### [ACTIVITY]
Write the line that contains "For each instance of the black shoulder" and each one after it, word for word, ending with the final line of the data.
___ RECORDS TO USE
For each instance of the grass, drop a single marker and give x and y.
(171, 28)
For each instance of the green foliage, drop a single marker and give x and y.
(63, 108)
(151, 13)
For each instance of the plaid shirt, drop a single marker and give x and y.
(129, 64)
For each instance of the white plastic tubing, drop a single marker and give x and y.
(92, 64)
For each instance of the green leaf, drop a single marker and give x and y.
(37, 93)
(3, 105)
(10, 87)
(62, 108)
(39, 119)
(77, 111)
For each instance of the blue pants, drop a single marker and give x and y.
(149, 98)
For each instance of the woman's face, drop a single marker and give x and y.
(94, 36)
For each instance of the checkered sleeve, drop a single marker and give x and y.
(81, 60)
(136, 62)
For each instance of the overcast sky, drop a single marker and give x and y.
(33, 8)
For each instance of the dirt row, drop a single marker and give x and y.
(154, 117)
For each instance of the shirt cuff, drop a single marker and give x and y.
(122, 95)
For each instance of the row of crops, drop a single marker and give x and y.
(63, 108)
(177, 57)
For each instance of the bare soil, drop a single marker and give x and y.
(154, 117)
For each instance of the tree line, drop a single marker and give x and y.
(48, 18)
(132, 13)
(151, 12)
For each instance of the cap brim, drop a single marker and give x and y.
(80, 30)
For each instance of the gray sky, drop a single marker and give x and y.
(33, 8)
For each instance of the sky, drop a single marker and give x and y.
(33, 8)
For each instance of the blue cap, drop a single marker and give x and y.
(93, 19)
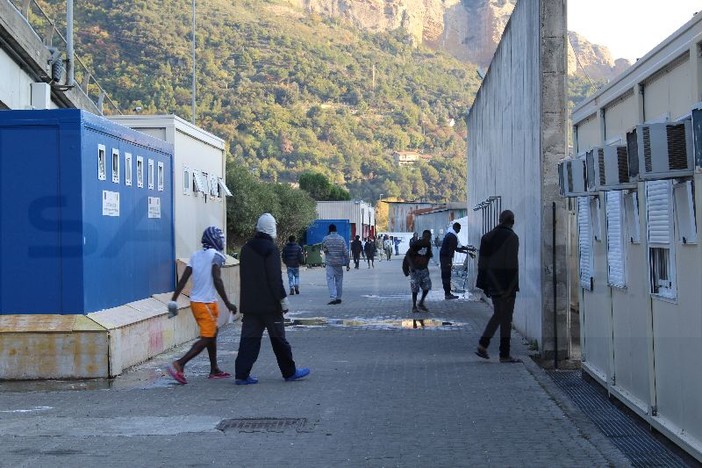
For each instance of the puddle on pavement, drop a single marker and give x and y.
(373, 323)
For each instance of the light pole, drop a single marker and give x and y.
(194, 67)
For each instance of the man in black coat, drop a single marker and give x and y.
(449, 246)
(263, 302)
(498, 277)
(356, 249)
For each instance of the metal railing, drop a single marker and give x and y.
(85, 81)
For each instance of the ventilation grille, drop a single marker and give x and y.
(677, 150)
(647, 149)
(632, 145)
(622, 165)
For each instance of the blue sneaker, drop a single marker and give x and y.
(250, 380)
(299, 374)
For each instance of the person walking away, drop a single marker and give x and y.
(205, 268)
(292, 258)
(498, 277)
(336, 258)
(449, 246)
(418, 256)
(397, 241)
(387, 247)
(369, 250)
(263, 304)
(356, 249)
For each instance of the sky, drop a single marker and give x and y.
(648, 23)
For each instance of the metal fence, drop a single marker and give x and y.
(47, 30)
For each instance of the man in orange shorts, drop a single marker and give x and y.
(205, 268)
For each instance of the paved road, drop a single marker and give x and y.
(381, 393)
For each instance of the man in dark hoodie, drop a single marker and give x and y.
(293, 258)
(498, 277)
(263, 303)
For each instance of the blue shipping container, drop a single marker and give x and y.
(87, 213)
(320, 228)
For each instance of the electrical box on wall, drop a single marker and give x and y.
(77, 237)
(665, 150)
(572, 177)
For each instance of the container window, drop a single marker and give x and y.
(631, 209)
(128, 169)
(683, 196)
(187, 182)
(115, 166)
(151, 174)
(102, 163)
(140, 171)
(161, 176)
(662, 273)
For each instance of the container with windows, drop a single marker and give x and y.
(80, 234)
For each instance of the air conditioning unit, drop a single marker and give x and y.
(632, 153)
(571, 177)
(591, 160)
(697, 135)
(665, 150)
(612, 168)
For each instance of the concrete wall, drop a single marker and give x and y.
(645, 346)
(516, 135)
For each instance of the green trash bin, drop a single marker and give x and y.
(313, 255)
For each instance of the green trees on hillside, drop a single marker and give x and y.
(290, 93)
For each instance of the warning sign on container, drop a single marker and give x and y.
(110, 203)
(154, 207)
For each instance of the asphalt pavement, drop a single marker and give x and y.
(386, 389)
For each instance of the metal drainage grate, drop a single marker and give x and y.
(261, 424)
(636, 443)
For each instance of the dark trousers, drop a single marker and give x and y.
(356, 259)
(446, 263)
(503, 308)
(252, 327)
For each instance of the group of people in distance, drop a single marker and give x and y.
(264, 302)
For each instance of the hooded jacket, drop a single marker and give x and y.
(261, 281)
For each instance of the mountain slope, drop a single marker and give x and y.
(289, 91)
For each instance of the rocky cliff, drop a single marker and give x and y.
(467, 29)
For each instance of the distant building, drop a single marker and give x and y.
(408, 158)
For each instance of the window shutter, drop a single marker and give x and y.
(615, 239)
(659, 212)
(585, 243)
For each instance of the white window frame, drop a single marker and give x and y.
(659, 234)
(585, 267)
(115, 165)
(102, 162)
(151, 174)
(685, 223)
(616, 251)
(128, 169)
(161, 176)
(632, 217)
(595, 218)
(198, 183)
(140, 171)
(187, 180)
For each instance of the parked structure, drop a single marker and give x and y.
(360, 214)
(636, 180)
(517, 135)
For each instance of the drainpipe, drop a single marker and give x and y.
(555, 295)
(70, 76)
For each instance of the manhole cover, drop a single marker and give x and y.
(261, 424)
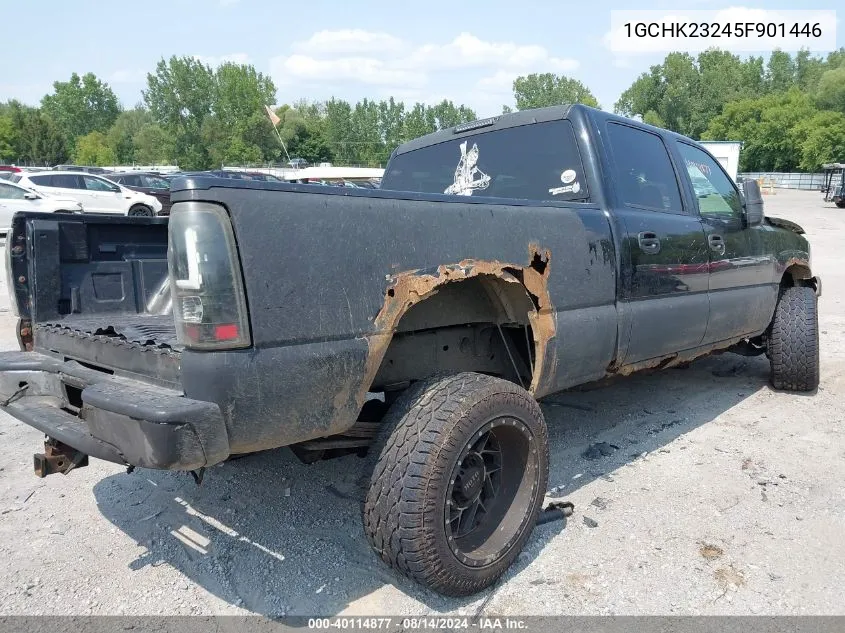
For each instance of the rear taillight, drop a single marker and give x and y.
(205, 278)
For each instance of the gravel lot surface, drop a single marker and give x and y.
(711, 494)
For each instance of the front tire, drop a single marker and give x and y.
(141, 210)
(459, 475)
(794, 340)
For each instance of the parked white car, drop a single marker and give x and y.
(14, 198)
(95, 193)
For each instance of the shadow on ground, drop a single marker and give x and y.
(242, 538)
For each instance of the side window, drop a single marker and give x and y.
(66, 181)
(644, 174)
(8, 192)
(716, 195)
(154, 182)
(42, 181)
(95, 184)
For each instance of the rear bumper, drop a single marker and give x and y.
(119, 419)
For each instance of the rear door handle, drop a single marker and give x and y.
(649, 242)
(717, 243)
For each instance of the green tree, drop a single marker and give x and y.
(780, 72)
(417, 123)
(770, 128)
(366, 137)
(121, 135)
(180, 95)
(40, 140)
(240, 93)
(391, 123)
(153, 146)
(830, 91)
(303, 130)
(338, 130)
(446, 114)
(547, 89)
(8, 139)
(81, 105)
(93, 149)
(822, 140)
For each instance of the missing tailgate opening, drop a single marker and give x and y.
(103, 370)
(74, 396)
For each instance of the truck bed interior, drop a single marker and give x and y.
(103, 279)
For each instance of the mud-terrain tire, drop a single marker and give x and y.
(459, 474)
(793, 343)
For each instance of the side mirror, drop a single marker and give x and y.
(753, 203)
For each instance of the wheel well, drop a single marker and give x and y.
(797, 275)
(479, 324)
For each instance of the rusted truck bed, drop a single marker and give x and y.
(132, 345)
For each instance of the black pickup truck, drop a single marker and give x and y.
(417, 325)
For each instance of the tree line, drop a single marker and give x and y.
(788, 111)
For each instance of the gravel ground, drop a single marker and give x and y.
(716, 495)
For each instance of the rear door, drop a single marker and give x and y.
(664, 284)
(743, 286)
(11, 200)
(108, 197)
(62, 186)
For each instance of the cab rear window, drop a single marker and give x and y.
(539, 161)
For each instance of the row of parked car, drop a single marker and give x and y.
(78, 189)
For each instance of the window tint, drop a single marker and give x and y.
(8, 192)
(714, 191)
(96, 184)
(644, 174)
(534, 162)
(67, 181)
(43, 181)
(154, 182)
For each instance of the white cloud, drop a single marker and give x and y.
(469, 51)
(127, 76)
(215, 61)
(650, 31)
(367, 70)
(372, 58)
(502, 81)
(349, 42)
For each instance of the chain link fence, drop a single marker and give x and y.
(783, 180)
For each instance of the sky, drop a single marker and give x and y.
(466, 51)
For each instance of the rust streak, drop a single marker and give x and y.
(408, 288)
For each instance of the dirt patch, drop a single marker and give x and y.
(729, 577)
(711, 552)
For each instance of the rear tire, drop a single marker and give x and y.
(141, 210)
(459, 475)
(794, 340)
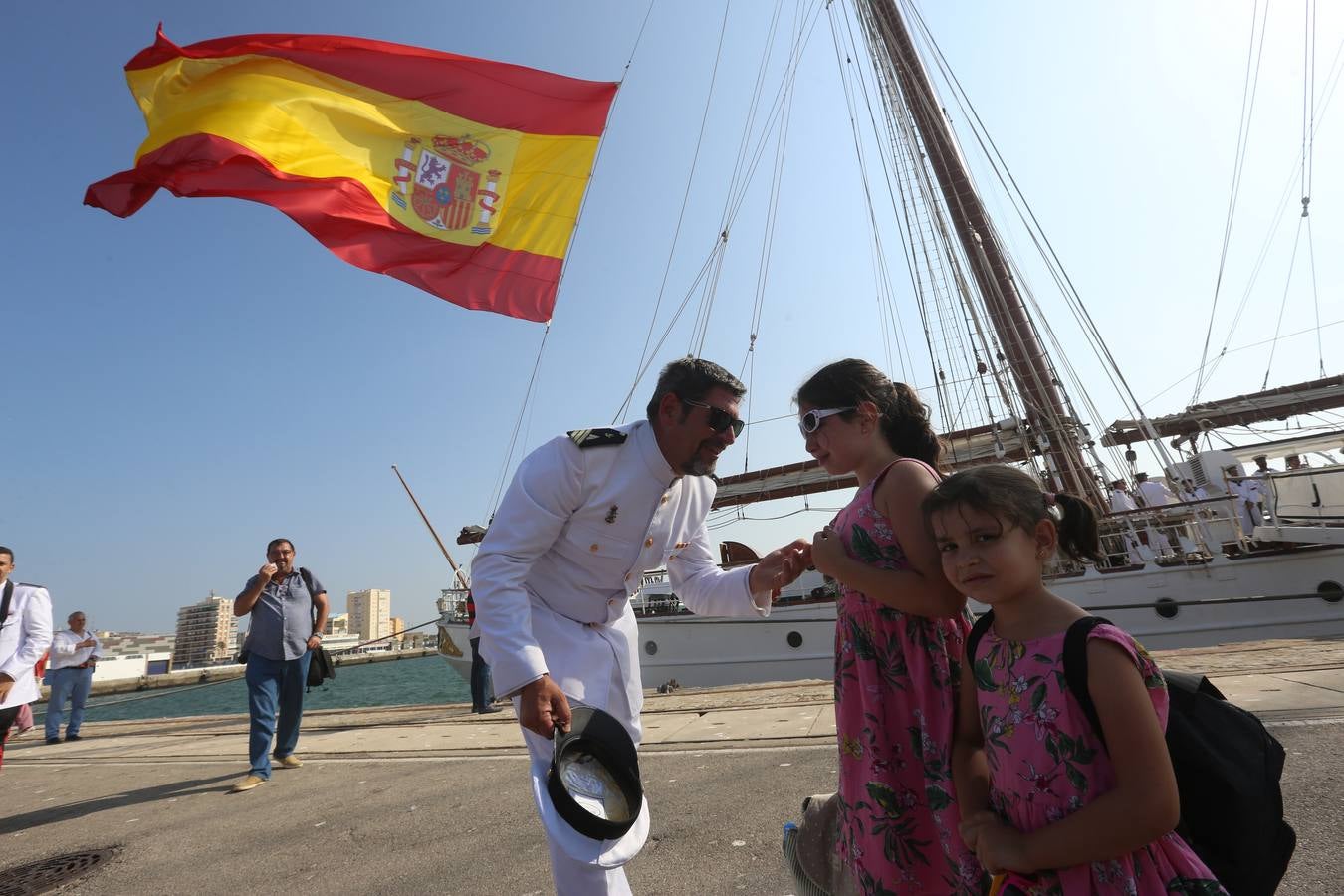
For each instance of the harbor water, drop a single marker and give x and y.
(422, 680)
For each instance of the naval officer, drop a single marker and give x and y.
(584, 516)
(24, 635)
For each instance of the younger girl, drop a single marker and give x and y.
(1044, 799)
(899, 637)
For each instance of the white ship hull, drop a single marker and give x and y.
(797, 641)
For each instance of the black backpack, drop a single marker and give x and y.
(1228, 770)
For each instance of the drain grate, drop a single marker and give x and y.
(49, 873)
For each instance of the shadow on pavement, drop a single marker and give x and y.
(29, 821)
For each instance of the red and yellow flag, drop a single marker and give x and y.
(461, 176)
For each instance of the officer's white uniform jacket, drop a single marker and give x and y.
(566, 551)
(24, 635)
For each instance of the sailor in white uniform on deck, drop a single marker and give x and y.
(583, 519)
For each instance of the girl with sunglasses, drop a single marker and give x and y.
(901, 631)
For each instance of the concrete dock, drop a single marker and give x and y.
(433, 799)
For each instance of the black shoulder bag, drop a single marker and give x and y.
(320, 665)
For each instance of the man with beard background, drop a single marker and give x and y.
______
### [EXERCISE ANSWER]
For each instance of the black shoulder bag, drop a single marker and give x and y.
(320, 665)
For each instance of the man with beard background, drop a single marker and give x and y.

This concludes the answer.